DOCUMENT SEGMENT.
# # #

Listen to the guy talking. lol


----------



## rhorm (Mar 25, 2005)

http://www.youtube.com/watch?v=J_it62G0QnA&NR


----------



## KodiakZach (Mar 16, 2005)

Ocean run Reds, the kind you catch in the very bad weather are tougher than Snook. Snook are hard to beat around cover, but they give up before Reds do if you get them out and away from the cover...

Tarpon are tougher than both, but I wouldn't even put a 200-lb tarpon in the same class as a Red or a Snook as I don't feel something 4 times as big is an apples to apples comparison.


----------



## jettypark28 (Jun 23, 2006)

*Here we go*

I guess me and most of the fishing guides here and fla (that do this for a living everyday) are wrong. A poll was taken a while back on this very subject about how hard some fish fight. "Pound for Pound" (fla) The Snook was the overall winner, because of length of the fight. He is smart enough to wrap you up. His gill plate that has cut so many lines, and being hard to get to bite. (Remember a Snook feeding window is really small) and what got me was that most of the guides said, that a 10lb redfish didnt even have the power to match a 5lb Snook And when we compare a Snook to a Tarpon they are only talking pound for pound.  as we do have 20,30,40lb Tarpons....As for being ocean run Snook do spend some time out in the reefs. This has also been confirm and one of the reason that the power rating was given to the Snook. (And this was really easy to follow ) was to put the fish side by side.....The Snook was build for Power!!! from his board powerful tail to his sloping head. He was build to move fast and hard in the current I have spend alot of years reading and paying guides to learn as much as i can about this fish. And i have also caught the Huge bull reds off the surfs in Va (Ocean run) and stripers, so at least i can say i have fought both these fish . I find it hard to belive that anyone here who has fought at least more then a handful of large snook would even say that. But this really doesnt matter with some people, I would at least take the word. Of some fishing guides over most people here, yes they put their pants on just like the rest of us. But the good ones are Experts in this thing we called fishing. But some are still going to doult even them, because of there own hardheadedness Some people should just stick to what they know.....and thats not much at all   again this is just my view on Snook....And like i said before me and all these Guides must be wrong :beer: :beer:


----------



## cpn_aaron (Apr 11, 2006)

yeah rhom, that guy talking could win biggest tool award. He just made me laugh. If I had been his fishing buddy I would have told him to zip within a few seconds


----------



## KodiakZach (Mar 16, 2005)

jettypark28 said:


> I find it hard to belive that anyone here who has fought at least more then a handful of large snook would even say that.


You are right, never seen any large snook....










How bout you?

Ya know, this is why I don't come on this board much anymore, too many armchair fishermen. Now are you saying you are a fishing guide or just that they all side with you? Please show me the links to the poll or article showing the conscensus of guides in FL saying snook fight longer and harder than reds. Oh, and if you took a vote of people who think reds vs. snook on this board, and snook wins, that's because 99.9% of them have never wrangled a snook or a red as big as pictured above.

P.S. Seems like topics like this are meant to stir up the pot and nothing more. As I said before, do enlighten us with some of your pics.


----------



## VICIII (Apr 8, 2005)

# # #

STATED EXERCISE 1. In the fishing forum thread, which fish does jettypark28 say was the overall winner of the "Pound for Pound" poll?

Entries on locating named things.
# # #

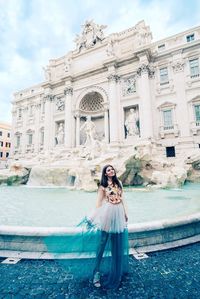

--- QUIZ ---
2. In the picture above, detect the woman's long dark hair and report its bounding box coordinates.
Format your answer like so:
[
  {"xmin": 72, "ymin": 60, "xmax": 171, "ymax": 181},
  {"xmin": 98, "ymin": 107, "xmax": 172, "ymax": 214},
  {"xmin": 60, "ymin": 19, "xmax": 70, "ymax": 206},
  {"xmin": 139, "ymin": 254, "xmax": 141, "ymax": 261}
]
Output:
[{"xmin": 100, "ymin": 164, "xmax": 122, "ymax": 189}]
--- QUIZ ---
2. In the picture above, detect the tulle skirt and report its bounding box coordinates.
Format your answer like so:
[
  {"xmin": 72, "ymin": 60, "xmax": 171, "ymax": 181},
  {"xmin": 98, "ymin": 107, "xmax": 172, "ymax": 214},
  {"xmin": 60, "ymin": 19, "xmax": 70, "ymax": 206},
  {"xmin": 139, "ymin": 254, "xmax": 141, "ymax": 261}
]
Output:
[
  {"xmin": 45, "ymin": 202, "xmax": 128, "ymax": 288},
  {"xmin": 92, "ymin": 201, "xmax": 126, "ymax": 233}
]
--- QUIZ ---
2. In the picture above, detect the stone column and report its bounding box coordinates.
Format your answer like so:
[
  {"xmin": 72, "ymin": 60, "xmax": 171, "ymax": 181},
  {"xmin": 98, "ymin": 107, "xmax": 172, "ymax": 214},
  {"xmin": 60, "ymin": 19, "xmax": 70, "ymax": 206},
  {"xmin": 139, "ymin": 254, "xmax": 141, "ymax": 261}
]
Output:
[
  {"xmin": 21, "ymin": 106, "xmax": 28, "ymax": 155},
  {"xmin": 108, "ymin": 73, "xmax": 120, "ymax": 145},
  {"xmin": 137, "ymin": 61, "xmax": 154, "ymax": 139},
  {"xmin": 104, "ymin": 107, "xmax": 109, "ymax": 143},
  {"xmin": 44, "ymin": 94, "xmax": 54, "ymax": 150},
  {"xmin": 34, "ymin": 103, "xmax": 40, "ymax": 153},
  {"xmin": 76, "ymin": 113, "xmax": 80, "ymax": 147},
  {"xmin": 172, "ymin": 58, "xmax": 190, "ymax": 137},
  {"xmin": 64, "ymin": 87, "xmax": 74, "ymax": 148}
]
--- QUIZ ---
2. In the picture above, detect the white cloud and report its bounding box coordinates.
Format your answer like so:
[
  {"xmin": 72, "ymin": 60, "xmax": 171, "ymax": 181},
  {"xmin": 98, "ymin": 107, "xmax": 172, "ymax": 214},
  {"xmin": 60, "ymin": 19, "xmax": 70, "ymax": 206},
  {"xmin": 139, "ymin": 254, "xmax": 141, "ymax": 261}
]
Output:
[{"xmin": 0, "ymin": 0, "xmax": 200, "ymax": 121}]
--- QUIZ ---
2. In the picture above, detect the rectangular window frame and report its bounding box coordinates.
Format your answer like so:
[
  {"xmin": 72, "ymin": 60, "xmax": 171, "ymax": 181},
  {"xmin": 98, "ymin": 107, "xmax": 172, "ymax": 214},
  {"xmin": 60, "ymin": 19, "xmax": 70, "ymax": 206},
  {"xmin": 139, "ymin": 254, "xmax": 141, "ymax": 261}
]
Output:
[
  {"xmin": 189, "ymin": 58, "xmax": 200, "ymax": 78},
  {"xmin": 162, "ymin": 108, "xmax": 174, "ymax": 131},
  {"xmin": 159, "ymin": 67, "xmax": 169, "ymax": 85}
]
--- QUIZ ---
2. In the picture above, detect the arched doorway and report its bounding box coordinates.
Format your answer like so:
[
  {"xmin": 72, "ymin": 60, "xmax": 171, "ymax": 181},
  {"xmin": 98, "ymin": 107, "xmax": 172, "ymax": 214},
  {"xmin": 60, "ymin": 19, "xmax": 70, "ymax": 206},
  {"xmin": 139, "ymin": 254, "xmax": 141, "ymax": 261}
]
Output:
[{"xmin": 76, "ymin": 91, "xmax": 108, "ymax": 145}]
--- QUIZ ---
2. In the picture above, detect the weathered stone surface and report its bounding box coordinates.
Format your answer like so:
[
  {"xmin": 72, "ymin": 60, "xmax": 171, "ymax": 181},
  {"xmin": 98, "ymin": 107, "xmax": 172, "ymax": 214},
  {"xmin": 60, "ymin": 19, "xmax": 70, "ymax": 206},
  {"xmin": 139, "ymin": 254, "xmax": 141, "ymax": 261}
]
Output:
[{"xmin": 0, "ymin": 243, "xmax": 200, "ymax": 299}]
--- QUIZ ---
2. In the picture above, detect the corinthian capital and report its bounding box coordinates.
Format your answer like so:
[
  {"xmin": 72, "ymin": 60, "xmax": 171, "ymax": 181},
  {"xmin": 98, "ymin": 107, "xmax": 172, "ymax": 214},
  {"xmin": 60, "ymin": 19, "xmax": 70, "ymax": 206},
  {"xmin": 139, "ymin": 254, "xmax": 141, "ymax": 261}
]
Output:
[
  {"xmin": 107, "ymin": 74, "xmax": 120, "ymax": 83},
  {"xmin": 64, "ymin": 87, "xmax": 73, "ymax": 95},
  {"xmin": 172, "ymin": 61, "xmax": 185, "ymax": 73},
  {"xmin": 137, "ymin": 63, "xmax": 155, "ymax": 79}
]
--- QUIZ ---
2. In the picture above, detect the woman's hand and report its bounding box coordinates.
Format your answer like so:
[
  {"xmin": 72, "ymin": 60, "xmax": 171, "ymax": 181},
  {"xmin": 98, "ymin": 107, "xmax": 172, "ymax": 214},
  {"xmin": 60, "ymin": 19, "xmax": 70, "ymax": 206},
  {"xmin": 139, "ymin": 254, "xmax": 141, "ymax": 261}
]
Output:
[{"xmin": 125, "ymin": 214, "xmax": 128, "ymax": 222}]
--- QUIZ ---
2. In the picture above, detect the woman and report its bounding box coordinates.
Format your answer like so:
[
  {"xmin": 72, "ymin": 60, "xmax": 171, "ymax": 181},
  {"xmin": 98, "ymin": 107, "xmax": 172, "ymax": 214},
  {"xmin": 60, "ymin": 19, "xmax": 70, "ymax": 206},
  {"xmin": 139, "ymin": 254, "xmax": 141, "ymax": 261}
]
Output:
[{"xmin": 91, "ymin": 165, "xmax": 128, "ymax": 288}]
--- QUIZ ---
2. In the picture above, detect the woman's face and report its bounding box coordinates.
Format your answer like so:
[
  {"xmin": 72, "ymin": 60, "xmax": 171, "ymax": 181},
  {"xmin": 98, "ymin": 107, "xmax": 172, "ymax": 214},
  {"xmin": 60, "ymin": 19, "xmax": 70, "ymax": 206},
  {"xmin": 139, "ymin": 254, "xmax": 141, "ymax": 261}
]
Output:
[{"xmin": 105, "ymin": 166, "xmax": 115, "ymax": 177}]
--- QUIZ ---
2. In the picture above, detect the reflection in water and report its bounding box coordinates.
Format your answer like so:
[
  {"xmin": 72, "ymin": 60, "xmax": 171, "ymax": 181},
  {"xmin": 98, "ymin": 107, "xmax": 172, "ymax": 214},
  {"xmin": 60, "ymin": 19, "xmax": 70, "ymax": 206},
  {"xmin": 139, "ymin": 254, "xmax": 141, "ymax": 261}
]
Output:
[{"xmin": 0, "ymin": 182, "xmax": 200, "ymax": 227}]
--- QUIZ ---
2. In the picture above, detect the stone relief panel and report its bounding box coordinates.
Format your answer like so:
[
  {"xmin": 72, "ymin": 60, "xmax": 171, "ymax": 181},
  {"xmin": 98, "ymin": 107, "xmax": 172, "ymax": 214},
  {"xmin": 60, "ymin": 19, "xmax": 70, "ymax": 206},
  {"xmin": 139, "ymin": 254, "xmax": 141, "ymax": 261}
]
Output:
[
  {"xmin": 74, "ymin": 20, "xmax": 107, "ymax": 53},
  {"xmin": 79, "ymin": 91, "xmax": 103, "ymax": 112},
  {"xmin": 124, "ymin": 105, "xmax": 140, "ymax": 139},
  {"xmin": 122, "ymin": 76, "xmax": 136, "ymax": 97},
  {"xmin": 55, "ymin": 120, "xmax": 65, "ymax": 146}
]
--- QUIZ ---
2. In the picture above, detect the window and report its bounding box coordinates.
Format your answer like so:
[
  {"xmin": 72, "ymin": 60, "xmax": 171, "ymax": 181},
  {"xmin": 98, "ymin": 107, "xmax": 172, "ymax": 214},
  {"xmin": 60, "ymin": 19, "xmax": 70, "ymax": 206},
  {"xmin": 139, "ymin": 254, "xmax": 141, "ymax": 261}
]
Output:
[
  {"xmin": 41, "ymin": 102, "xmax": 45, "ymax": 114},
  {"xmin": 163, "ymin": 109, "xmax": 174, "ymax": 130},
  {"xmin": 194, "ymin": 104, "xmax": 200, "ymax": 126},
  {"xmin": 16, "ymin": 135, "xmax": 20, "ymax": 147},
  {"xmin": 189, "ymin": 58, "xmax": 199, "ymax": 78},
  {"xmin": 160, "ymin": 67, "xmax": 169, "ymax": 85},
  {"xmin": 166, "ymin": 146, "xmax": 176, "ymax": 157},
  {"xmin": 29, "ymin": 105, "xmax": 33, "ymax": 116},
  {"xmin": 28, "ymin": 134, "xmax": 33, "ymax": 145},
  {"xmin": 186, "ymin": 33, "xmax": 194, "ymax": 43},
  {"xmin": 158, "ymin": 44, "xmax": 165, "ymax": 51},
  {"xmin": 18, "ymin": 108, "xmax": 22, "ymax": 119},
  {"xmin": 40, "ymin": 131, "xmax": 44, "ymax": 144}
]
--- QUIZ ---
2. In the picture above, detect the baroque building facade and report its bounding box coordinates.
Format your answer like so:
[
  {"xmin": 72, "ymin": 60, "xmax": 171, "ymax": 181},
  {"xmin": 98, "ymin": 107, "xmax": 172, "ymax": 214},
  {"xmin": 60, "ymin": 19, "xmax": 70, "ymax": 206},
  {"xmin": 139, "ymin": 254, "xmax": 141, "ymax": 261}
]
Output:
[
  {"xmin": 12, "ymin": 21, "xmax": 200, "ymax": 158},
  {"xmin": 0, "ymin": 122, "xmax": 11, "ymax": 168}
]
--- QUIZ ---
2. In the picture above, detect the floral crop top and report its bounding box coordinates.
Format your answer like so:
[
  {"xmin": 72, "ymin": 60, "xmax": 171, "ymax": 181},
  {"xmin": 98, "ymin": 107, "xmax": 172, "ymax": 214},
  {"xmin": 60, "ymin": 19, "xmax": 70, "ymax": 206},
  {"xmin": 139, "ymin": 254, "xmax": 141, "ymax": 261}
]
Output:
[{"xmin": 101, "ymin": 184, "xmax": 122, "ymax": 205}]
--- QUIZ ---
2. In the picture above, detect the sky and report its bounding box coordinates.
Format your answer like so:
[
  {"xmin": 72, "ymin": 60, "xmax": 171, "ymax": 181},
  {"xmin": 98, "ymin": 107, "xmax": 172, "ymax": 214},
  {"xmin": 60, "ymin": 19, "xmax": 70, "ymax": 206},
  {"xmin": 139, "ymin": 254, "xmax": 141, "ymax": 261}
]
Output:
[{"xmin": 0, "ymin": 0, "xmax": 200, "ymax": 123}]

# # #

STATED EXERCISE 2. Filter the records above down to each line containing the word "window".

CORRECT RESPONSE 1. The Snook, because of the length of the fight.

CORRECT RESPONSE 2.
2. In the picture above, detect the rectangular window frame and report its bounding box coordinates.
2. In the picture above, detect the window and report its bounding box coordinates.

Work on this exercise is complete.